*Problem details:*
The expected result is a verbatim repetition of the lines from the start of the entries through the line containing "Kindly point to the woman in dark jacket", with the pictures removed.

[Image-grounded pointing data]
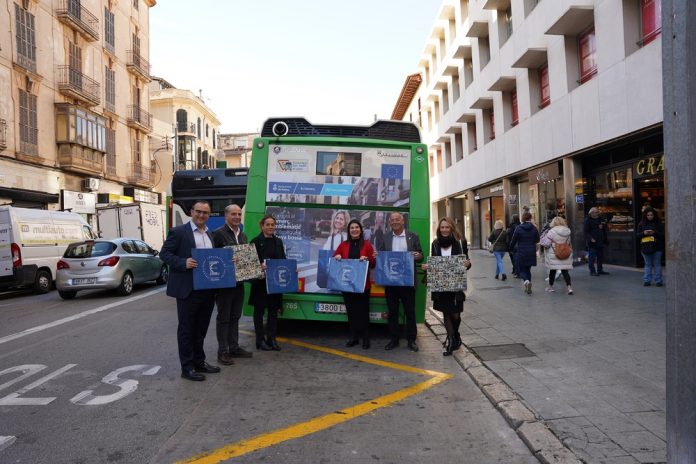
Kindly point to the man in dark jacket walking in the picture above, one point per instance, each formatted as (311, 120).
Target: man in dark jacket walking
(595, 229)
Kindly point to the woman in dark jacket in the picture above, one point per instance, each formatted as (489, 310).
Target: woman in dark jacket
(525, 238)
(651, 236)
(449, 243)
(268, 246)
(357, 304)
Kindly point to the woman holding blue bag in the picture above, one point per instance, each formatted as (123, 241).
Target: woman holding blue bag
(357, 304)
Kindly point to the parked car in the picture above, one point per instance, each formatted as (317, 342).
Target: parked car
(108, 264)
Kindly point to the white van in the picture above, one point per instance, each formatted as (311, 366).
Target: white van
(32, 241)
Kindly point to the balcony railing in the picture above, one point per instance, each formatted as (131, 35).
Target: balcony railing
(72, 13)
(3, 134)
(73, 83)
(77, 158)
(141, 175)
(138, 65)
(138, 118)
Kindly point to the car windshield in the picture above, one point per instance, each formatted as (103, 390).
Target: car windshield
(89, 249)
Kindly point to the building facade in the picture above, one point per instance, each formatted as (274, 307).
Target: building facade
(74, 118)
(555, 106)
(185, 131)
(236, 149)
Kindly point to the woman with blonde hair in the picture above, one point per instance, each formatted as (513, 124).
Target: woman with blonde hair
(499, 239)
(558, 255)
(449, 242)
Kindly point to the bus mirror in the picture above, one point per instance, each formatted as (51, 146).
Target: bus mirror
(280, 129)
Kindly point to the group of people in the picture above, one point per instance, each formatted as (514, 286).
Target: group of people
(520, 240)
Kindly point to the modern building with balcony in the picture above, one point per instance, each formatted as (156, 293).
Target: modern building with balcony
(185, 130)
(76, 114)
(551, 106)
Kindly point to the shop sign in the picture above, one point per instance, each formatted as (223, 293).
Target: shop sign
(650, 166)
(79, 202)
(544, 174)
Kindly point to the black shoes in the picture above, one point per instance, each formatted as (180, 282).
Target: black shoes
(191, 374)
(391, 345)
(207, 368)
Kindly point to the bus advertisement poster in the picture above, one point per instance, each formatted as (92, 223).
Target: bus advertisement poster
(307, 231)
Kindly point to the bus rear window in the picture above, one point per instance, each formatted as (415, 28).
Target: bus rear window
(89, 249)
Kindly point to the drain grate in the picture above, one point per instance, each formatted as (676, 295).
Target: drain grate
(497, 352)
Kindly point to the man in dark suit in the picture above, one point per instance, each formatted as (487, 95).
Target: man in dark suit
(230, 300)
(400, 239)
(194, 307)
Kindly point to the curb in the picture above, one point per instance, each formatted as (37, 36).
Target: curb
(540, 440)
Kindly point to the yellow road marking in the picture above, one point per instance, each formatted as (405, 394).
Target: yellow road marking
(328, 420)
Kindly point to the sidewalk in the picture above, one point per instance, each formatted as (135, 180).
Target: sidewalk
(596, 372)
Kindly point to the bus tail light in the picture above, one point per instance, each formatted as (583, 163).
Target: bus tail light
(16, 255)
(110, 261)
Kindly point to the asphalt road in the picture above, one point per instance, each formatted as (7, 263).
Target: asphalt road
(96, 380)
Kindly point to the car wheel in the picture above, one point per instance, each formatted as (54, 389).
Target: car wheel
(42, 284)
(126, 287)
(67, 294)
(164, 275)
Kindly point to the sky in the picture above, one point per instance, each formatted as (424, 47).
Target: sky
(330, 61)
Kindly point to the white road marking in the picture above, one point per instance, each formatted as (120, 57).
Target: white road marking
(65, 320)
(126, 386)
(6, 441)
(15, 399)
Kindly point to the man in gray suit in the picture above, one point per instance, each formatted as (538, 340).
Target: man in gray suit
(400, 239)
(230, 300)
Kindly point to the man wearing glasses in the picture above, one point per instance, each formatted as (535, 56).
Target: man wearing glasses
(194, 307)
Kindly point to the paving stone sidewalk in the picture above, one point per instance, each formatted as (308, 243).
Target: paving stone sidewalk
(596, 372)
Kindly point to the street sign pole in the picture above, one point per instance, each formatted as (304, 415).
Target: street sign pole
(679, 93)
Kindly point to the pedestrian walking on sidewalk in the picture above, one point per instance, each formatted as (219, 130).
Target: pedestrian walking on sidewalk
(510, 232)
(596, 238)
(557, 256)
(499, 240)
(451, 304)
(652, 239)
(525, 239)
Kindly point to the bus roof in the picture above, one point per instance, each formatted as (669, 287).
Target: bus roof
(400, 131)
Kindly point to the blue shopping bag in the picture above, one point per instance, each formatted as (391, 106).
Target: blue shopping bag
(394, 269)
(347, 275)
(215, 268)
(322, 267)
(281, 276)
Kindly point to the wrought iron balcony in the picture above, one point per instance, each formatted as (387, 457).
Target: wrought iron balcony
(72, 13)
(138, 118)
(3, 134)
(77, 158)
(138, 65)
(73, 83)
(141, 175)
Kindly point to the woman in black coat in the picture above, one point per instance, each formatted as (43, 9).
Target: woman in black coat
(449, 243)
(525, 238)
(268, 246)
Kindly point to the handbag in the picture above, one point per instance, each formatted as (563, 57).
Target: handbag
(491, 246)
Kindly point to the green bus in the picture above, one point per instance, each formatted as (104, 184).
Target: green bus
(315, 178)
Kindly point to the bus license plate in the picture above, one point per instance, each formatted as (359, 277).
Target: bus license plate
(330, 308)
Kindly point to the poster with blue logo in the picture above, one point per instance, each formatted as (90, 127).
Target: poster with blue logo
(347, 275)
(281, 276)
(394, 269)
(215, 268)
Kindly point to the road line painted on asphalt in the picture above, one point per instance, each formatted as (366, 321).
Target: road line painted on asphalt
(6, 441)
(326, 421)
(65, 320)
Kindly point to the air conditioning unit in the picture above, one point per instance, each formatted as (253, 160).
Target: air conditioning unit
(90, 183)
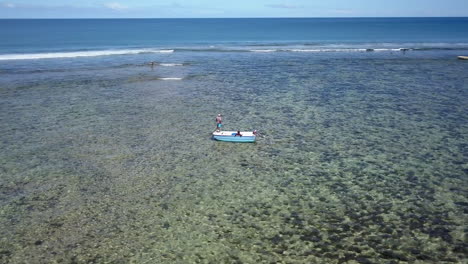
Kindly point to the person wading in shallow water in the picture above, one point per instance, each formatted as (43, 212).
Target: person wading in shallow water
(219, 121)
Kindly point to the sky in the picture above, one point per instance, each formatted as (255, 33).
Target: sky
(230, 8)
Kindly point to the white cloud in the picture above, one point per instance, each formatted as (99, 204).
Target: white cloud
(115, 6)
(8, 5)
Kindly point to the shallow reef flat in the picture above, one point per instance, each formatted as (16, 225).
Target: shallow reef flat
(359, 160)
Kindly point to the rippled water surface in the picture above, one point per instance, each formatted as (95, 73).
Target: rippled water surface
(362, 158)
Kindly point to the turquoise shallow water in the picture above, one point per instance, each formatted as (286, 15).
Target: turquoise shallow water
(362, 158)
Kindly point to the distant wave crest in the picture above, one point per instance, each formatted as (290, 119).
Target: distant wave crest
(272, 48)
(76, 54)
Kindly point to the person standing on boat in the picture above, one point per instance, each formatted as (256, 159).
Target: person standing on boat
(219, 121)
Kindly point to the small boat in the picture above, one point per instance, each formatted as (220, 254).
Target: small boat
(233, 136)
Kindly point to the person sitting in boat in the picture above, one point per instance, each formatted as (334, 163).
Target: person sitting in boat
(219, 121)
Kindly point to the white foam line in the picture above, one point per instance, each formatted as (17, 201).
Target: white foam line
(75, 54)
(262, 50)
(171, 64)
(170, 79)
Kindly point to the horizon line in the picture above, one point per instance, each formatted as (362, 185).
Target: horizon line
(20, 18)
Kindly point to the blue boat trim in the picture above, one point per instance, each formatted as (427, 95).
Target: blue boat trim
(230, 136)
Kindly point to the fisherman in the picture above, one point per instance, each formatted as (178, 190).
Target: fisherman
(219, 121)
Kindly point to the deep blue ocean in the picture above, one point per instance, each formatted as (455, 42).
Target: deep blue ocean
(280, 34)
(106, 153)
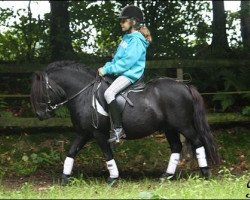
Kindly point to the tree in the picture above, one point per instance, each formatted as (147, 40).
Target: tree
(60, 36)
(219, 40)
(245, 24)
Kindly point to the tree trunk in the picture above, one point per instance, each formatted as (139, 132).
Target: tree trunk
(60, 40)
(219, 41)
(245, 24)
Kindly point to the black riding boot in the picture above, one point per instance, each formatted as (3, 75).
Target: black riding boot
(116, 117)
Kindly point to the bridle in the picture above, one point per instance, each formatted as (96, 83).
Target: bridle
(49, 106)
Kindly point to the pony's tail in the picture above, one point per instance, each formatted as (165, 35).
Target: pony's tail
(202, 127)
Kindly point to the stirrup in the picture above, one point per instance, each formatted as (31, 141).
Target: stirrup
(116, 135)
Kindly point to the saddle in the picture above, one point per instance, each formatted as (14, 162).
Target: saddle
(122, 98)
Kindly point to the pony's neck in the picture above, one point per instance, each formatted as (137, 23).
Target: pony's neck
(71, 81)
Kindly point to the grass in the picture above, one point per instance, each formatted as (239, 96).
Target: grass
(31, 165)
(224, 187)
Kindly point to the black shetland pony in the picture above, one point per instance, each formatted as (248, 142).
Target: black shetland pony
(164, 105)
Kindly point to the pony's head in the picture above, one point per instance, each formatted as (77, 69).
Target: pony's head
(45, 93)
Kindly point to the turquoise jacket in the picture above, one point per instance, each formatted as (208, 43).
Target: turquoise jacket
(130, 57)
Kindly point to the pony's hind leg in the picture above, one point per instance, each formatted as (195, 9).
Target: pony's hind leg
(195, 139)
(175, 145)
(76, 146)
(102, 141)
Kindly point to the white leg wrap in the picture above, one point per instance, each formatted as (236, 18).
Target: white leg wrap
(68, 165)
(201, 157)
(173, 162)
(113, 170)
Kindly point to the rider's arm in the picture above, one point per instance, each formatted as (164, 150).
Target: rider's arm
(131, 55)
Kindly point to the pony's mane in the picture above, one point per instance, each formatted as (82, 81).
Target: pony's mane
(72, 65)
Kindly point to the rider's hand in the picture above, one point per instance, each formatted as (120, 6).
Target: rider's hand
(100, 71)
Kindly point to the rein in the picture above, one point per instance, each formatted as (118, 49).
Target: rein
(49, 107)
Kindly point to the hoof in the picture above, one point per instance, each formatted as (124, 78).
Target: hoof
(167, 176)
(64, 179)
(112, 181)
(205, 172)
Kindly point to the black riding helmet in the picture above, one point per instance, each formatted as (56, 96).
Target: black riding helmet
(132, 12)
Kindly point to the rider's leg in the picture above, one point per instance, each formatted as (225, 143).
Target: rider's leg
(117, 86)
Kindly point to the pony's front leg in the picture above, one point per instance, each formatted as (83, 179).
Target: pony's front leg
(102, 141)
(76, 146)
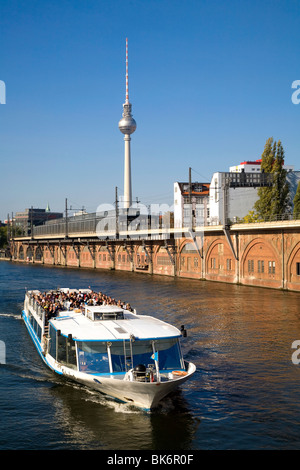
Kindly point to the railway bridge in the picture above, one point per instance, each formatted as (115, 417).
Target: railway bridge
(265, 254)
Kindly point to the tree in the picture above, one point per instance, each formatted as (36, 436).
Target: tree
(296, 211)
(274, 201)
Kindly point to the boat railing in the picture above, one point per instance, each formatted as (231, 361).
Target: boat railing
(37, 309)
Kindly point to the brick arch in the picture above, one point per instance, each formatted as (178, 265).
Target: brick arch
(21, 252)
(38, 253)
(189, 260)
(29, 253)
(291, 269)
(261, 263)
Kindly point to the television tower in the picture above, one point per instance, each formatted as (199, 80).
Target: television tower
(127, 126)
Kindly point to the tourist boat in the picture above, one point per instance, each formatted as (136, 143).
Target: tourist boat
(133, 358)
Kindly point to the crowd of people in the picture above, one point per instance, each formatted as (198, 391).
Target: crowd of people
(56, 301)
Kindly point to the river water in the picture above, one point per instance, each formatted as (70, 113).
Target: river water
(244, 394)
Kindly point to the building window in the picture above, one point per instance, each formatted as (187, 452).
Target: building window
(261, 266)
(271, 267)
(250, 265)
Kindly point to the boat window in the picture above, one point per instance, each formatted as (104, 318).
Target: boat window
(52, 350)
(169, 354)
(118, 355)
(66, 351)
(92, 356)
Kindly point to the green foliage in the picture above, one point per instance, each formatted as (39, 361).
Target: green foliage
(3, 237)
(296, 211)
(250, 218)
(273, 202)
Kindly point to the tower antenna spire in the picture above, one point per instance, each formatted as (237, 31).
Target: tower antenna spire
(127, 89)
(127, 126)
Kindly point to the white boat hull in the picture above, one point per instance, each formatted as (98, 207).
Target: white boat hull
(145, 395)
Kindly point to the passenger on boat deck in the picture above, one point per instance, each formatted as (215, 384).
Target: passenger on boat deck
(56, 301)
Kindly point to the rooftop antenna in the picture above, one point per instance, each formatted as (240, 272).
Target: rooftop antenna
(127, 126)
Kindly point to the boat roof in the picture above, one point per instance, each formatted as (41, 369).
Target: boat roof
(141, 327)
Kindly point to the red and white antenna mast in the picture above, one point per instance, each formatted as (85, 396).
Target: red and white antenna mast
(127, 126)
(127, 92)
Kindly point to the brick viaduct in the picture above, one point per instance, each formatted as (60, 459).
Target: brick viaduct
(261, 254)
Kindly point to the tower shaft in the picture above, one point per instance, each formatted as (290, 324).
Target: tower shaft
(127, 173)
(127, 126)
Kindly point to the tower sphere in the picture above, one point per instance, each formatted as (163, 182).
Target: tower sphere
(127, 124)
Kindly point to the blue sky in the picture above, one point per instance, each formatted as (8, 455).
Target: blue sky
(209, 82)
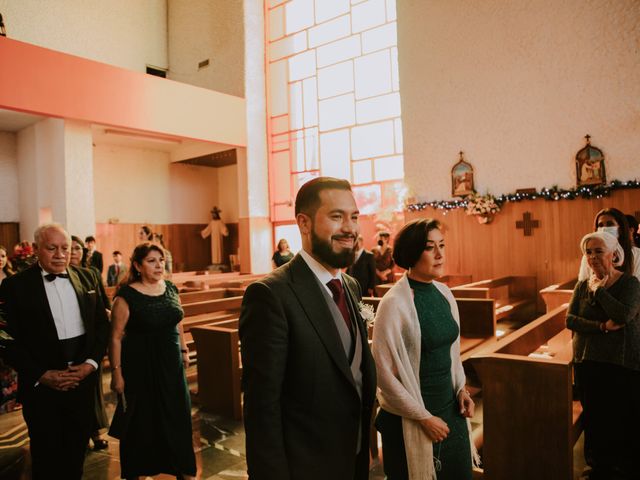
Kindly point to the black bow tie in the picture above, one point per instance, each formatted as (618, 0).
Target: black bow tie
(50, 277)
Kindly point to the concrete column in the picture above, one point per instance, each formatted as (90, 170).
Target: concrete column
(254, 226)
(55, 176)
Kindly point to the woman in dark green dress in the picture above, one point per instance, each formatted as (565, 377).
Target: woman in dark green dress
(416, 345)
(148, 356)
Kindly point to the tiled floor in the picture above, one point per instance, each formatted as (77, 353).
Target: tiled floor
(220, 451)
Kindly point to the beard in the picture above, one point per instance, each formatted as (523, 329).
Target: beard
(325, 253)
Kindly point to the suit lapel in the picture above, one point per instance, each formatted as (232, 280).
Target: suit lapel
(354, 309)
(306, 288)
(80, 290)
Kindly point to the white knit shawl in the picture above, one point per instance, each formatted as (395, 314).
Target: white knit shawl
(396, 350)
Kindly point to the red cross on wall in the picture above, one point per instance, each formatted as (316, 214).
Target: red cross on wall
(528, 224)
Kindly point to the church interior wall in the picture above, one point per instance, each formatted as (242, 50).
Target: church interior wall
(551, 253)
(8, 178)
(118, 32)
(207, 30)
(516, 86)
(131, 185)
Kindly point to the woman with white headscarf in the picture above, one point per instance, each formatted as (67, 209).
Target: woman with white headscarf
(603, 315)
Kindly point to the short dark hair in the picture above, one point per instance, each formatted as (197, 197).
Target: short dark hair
(308, 197)
(147, 232)
(411, 241)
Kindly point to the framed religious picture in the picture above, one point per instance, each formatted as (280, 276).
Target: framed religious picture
(461, 178)
(590, 169)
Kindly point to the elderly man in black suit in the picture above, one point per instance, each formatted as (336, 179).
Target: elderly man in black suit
(308, 375)
(59, 329)
(364, 268)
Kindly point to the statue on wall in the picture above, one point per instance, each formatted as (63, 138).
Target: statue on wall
(462, 178)
(590, 165)
(216, 230)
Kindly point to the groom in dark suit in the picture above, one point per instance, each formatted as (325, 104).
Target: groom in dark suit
(308, 375)
(55, 315)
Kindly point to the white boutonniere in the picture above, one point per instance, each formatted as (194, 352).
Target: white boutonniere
(366, 312)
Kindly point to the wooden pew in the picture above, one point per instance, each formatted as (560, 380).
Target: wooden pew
(556, 295)
(212, 306)
(220, 370)
(515, 296)
(210, 294)
(530, 420)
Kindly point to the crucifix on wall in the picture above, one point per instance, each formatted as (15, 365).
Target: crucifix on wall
(527, 224)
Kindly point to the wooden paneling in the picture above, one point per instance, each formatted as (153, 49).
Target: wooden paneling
(190, 251)
(498, 249)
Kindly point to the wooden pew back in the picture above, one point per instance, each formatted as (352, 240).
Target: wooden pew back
(209, 306)
(219, 369)
(556, 295)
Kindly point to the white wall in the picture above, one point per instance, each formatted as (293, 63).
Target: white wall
(194, 192)
(55, 175)
(207, 29)
(124, 33)
(517, 85)
(228, 193)
(134, 185)
(8, 178)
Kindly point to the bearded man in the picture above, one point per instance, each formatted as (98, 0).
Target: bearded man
(308, 375)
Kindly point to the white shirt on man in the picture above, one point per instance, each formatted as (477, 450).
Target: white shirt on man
(65, 309)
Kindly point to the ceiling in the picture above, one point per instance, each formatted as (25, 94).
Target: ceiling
(11, 121)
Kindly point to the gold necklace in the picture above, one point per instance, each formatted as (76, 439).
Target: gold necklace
(436, 460)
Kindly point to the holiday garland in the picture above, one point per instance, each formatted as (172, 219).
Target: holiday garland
(551, 194)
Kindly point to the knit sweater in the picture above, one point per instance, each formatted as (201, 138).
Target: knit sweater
(620, 303)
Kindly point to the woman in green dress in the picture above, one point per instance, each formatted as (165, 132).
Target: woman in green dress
(416, 346)
(148, 356)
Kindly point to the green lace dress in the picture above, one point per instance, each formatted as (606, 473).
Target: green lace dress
(438, 330)
(155, 430)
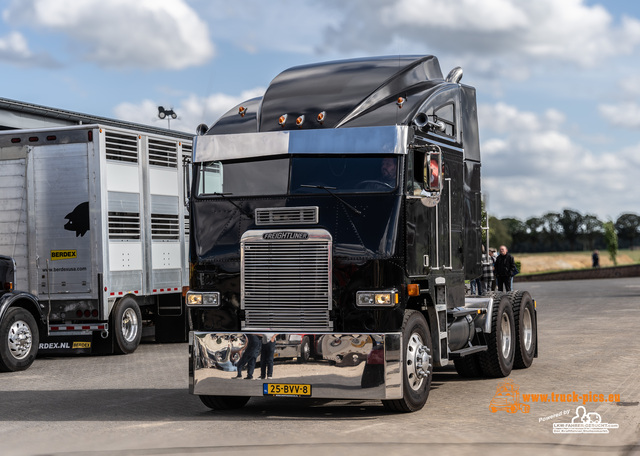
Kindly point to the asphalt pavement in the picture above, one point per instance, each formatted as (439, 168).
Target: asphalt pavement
(139, 404)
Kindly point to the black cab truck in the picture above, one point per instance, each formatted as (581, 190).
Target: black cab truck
(341, 213)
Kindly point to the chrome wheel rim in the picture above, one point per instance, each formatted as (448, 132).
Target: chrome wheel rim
(129, 325)
(527, 329)
(418, 362)
(20, 340)
(505, 329)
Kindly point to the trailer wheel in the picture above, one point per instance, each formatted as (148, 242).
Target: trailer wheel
(526, 330)
(126, 321)
(417, 369)
(19, 339)
(497, 361)
(468, 367)
(224, 402)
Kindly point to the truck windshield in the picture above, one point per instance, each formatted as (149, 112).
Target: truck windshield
(299, 175)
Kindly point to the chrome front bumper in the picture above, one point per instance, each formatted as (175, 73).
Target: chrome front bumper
(341, 366)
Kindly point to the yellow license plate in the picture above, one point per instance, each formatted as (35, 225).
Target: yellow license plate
(286, 389)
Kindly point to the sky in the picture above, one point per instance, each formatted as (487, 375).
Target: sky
(558, 81)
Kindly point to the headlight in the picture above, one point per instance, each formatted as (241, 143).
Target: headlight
(210, 299)
(376, 298)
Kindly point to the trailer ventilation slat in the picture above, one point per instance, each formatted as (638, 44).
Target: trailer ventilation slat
(165, 227)
(286, 284)
(124, 225)
(163, 153)
(121, 147)
(287, 216)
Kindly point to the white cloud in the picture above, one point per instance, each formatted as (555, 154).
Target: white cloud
(631, 85)
(150, 34)
(15, 49)
(191, 111)
(531, 167)
(486, 32)
(626, 115)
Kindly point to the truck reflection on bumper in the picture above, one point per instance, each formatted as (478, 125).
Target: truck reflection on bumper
(342, 366)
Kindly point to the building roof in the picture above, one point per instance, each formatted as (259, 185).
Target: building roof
(21, 115)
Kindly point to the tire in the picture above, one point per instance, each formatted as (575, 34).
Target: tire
(126, 323)
(19, 340)
(305, 350)
(468, 367)
(526, 329)
(224, 402)
(497, 361)
(417, 371)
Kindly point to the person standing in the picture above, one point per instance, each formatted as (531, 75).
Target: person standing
(267, 354)
(505, 269)
(487, 271)
(250, 356)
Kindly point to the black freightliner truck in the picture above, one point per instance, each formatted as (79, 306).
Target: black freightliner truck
(334, 222)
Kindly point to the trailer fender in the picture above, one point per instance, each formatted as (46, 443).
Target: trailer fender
(28, 302)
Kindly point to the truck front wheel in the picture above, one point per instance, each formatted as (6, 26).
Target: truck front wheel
(126, 321)
(224, 402)
(417, 368)
(19, 340)
(497, 361)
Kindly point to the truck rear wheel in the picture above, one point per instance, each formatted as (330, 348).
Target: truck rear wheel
(417, 369)
(224, 402)
(526, 330)
(126, 321)
(19, 339)
(497, 361)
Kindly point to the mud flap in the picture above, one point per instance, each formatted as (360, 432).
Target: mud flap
(66, 344)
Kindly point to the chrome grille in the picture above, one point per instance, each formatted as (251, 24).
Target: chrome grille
(287, 216)
(286, 283)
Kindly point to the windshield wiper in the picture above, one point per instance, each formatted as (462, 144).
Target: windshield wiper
(224, 196)
(328, 190)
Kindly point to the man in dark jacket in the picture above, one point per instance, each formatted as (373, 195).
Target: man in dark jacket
(505, 269)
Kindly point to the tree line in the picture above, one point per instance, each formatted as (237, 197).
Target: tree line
(568, 230)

*Output below:*
Kindly point to the man in dark jacket walking in the picture above, one point per instance, each formatted as (311, 120).
Target: man in dark jacket walking
(595, 229)
Kindly point to the woman in dark jacket in the picture above, one point per instance, each formatted as (489, 310).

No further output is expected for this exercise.